Region pointing data
►

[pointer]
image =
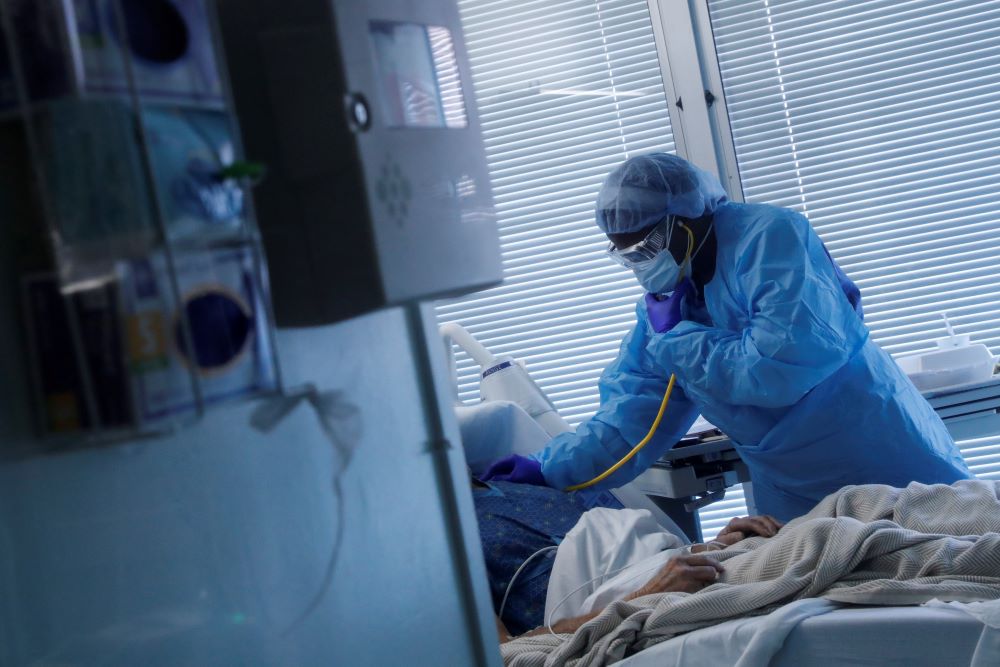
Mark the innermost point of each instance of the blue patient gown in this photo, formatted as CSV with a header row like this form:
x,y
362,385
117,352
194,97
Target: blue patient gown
x,y
777,358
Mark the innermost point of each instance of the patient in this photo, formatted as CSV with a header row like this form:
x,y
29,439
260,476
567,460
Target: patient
x,y
605,554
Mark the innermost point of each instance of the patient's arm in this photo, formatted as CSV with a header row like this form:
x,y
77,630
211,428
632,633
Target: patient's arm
x,y
688,574
739,529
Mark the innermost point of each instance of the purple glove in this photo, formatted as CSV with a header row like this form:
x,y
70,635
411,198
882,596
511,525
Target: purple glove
x,y
664,315
515,468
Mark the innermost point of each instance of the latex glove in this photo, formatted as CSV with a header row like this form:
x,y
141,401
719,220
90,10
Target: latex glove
x,y
515,468
665,315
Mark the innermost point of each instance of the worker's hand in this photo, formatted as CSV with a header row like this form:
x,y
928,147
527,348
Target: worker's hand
x,y
742,527
682,574
665,315
515,468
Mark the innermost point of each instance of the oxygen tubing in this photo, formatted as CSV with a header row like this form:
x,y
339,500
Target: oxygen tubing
x,y
663,404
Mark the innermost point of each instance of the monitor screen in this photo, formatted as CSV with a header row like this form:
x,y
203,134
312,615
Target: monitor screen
x,y
418,75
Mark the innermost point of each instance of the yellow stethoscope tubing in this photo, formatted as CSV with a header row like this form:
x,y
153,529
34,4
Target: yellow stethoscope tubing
x,y
663,404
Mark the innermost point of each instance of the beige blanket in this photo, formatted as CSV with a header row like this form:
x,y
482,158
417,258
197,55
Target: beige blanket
x,y
868,544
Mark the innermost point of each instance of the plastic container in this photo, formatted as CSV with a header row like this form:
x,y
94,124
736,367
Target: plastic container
x,y
954,363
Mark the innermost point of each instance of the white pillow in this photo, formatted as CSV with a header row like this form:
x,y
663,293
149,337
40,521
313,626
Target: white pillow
x,y
495,429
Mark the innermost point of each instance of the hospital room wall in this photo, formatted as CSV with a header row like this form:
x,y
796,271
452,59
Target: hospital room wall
x,y
205,546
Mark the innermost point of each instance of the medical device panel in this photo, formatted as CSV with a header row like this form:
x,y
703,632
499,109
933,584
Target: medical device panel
x,y
375,191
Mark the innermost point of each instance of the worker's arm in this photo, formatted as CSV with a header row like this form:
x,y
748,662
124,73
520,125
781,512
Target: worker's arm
x,y
800,327
631,390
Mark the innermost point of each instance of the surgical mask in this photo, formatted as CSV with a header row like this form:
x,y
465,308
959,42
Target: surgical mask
x,y
662,273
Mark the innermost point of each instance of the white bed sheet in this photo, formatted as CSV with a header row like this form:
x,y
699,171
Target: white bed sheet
x,y
843,637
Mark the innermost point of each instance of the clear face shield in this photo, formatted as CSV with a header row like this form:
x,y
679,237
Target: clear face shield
x,y
639,254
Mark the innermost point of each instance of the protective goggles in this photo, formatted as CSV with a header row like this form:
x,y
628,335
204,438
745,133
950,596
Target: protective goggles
x,y
646,249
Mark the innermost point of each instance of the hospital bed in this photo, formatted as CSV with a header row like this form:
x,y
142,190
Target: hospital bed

◄

What you need to do. No picture should be included when the data are set down again exactly.

Exercise answer.
[pointer]
image =
Mark the innermost point of each instance of the blue patient gown in this photo, formatted as CSV with a header row like this form:
x,y
362,385
117,352
194,97
Target: blue patient gown
x,y
777,358
Mark the innermost point of each instance of the patient in this photo, formatted as CSV with a header row like this form:
x,y
29,439
260,476
567,460
Target: patient
x,y
605,554
Mark the innermost point of each instance of the patient's arm in this photo, formatted as CSV with a header row like this form:
x,y
77,630
211,428
632,633
Target: patient's arm
x,y
688,574
739,529
Mark the innermost point of each instance of the purple glove in this photo, formatted as CSV with a header row like this form:
x,y
70,635
411,198
882,596
511,525
Target: purple glove
x,y
664,315
515,468
Mark the innermost point of each instance of the latex glove in this photo, formatted as CSV with a header row like this form:
x,y
141,401
719,220
90,10
Target: latex glove
x,y
515,468
665,315
Mark the innermost point of each instance of the worker's hand in this photo, formatted as CSV with a header row like this form:
x,y
928,147
527,348
Target: worker's hand
x,y
742,527
682,574
665,315
515,468
Mark the innermost point of each instance of the oxygen tubing in this photo, formatted as CSV with a header row like this form:
x,y
339,500
Target: oxygen tubing
x,y
663,404
Mark the innermost point of each instance of the monitor screen in this photo, formatted as CSV with a header row like this form:
x,y
203,134
312,615
Target: monitor screen
x,y
418,75
Mark the innermost point of each instance of the yellow stethoscope tubing in this photo, formatted as CSV with a header row like this form:
x,y
153,529
34,4
Target: yellow stethoscope tubing
x,y
663,404
Mark the innermost point of each instance of the beige blanket in this photo, formatted as CSV with a header row like this form:
x,y
482,158
417,258
197,55
Target: beige blanket
x,y
868,544
Mark the innermost point of each instance of the plastic container in this photo, formatted as CSV with a header row like this form:
x,y
94,124
736,367
Target: plastic container
x,y
954,363
Mark the innermost point of each instance of the white pillow in this photo, formatted as CSV with a header row like this form:
x,y
663,293
149,337
40,521
313,626
Target: white pillow
x,y
495,429
Mark the innermost point of each instance of the hospital room wall in this photo, formatted as CSV with a header row like this form:
x,y
796,271
452,59
Target: hospital room wall
x,y
205,546
Mark the innermost point of each instance of the medical device panel in this photo, formatted as CSV with a header row like this form:
x,y
703,632
499,109
933,584
Target: medical device panel
x,y
375,191
Mark the innermost point of each instance of the worker's arm in this photo, formatted as CSV with a header row like this form:
x,y
748,662
124,73
520,125
781,512
Target: worker's arm
x,y
800,327
631,390
Mark the innermost point of each instance of the surgical mask in this photo, formatted as CSV with a header row like this form:
x,y
465,308
959,42
Target: surgical mask
x,y
662,273
Mark the innermost point of each instance of the white bed sheet in this photo, formatted as CSV with a header row like this form:
x,y
699,171
Target: white bed sheet
x,y
843,637
Mark the innermost point of each instance of the clear face shield in this photo, formatted as CSV with a header row like this form:
x,y
679,237
Target: clear face shield
x,y
639,254
Mark the innermost point of each instance of the protective goggles in this photo, formatted as CSV with a header row like this form:
x,y
628,335
204,438
745,133
950,596
Target: protective goggles
x,y
646,249
Mark the innermost point of each instance of the hospital bed in this photo, formatted as CSV with a header row like this form:
x,y
142,190
Target: hospital bed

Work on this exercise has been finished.